[Entries drawn from a collection]
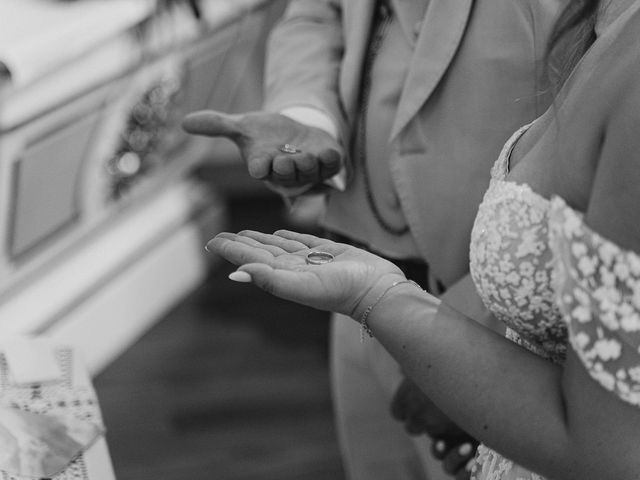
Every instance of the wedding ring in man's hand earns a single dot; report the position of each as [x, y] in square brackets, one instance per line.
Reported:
[319, 258]
[288, 148]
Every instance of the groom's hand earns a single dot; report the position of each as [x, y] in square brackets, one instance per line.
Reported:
[273, 146]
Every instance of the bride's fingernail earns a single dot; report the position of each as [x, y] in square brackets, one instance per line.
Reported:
[239, 276]
[465, 449]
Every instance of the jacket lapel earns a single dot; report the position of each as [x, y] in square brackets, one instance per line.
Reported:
[358, 15]
[442, 30]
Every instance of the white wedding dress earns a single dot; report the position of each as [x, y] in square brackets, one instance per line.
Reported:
[556, 284]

[Problem details]:
Write out every line of the records above word for word, leaving the pictures out of your answer.

[Written solution]:
Every instance of the wedding ring in man's hand earns a single dot; report the position of each as [x, y] in square brackets, one instance per line.
Reported:
[319, 258]
[288, 148]
Every instance of the groom's hand earns a single dot; report the position of each as [x, y] in square brackets, one instance per line.
Reported:
[273, 146]
Every instance of the bride's fingernail earns a single dot; report the position of each as [x, y] in square brackets, one instance per line.
Reported:
[239, 276]
[465, 449]
Every instance of the jacket lapel earns a single dot; report the position of each as [x, y] in square brackets, one instance per line.
Reported:
[358, 15]
[442, 30]
Every instance of the white wedding dress earns a single dot; report the position of each as [x, y] in square brackets, one instance per line.
Reported:
[556, 284]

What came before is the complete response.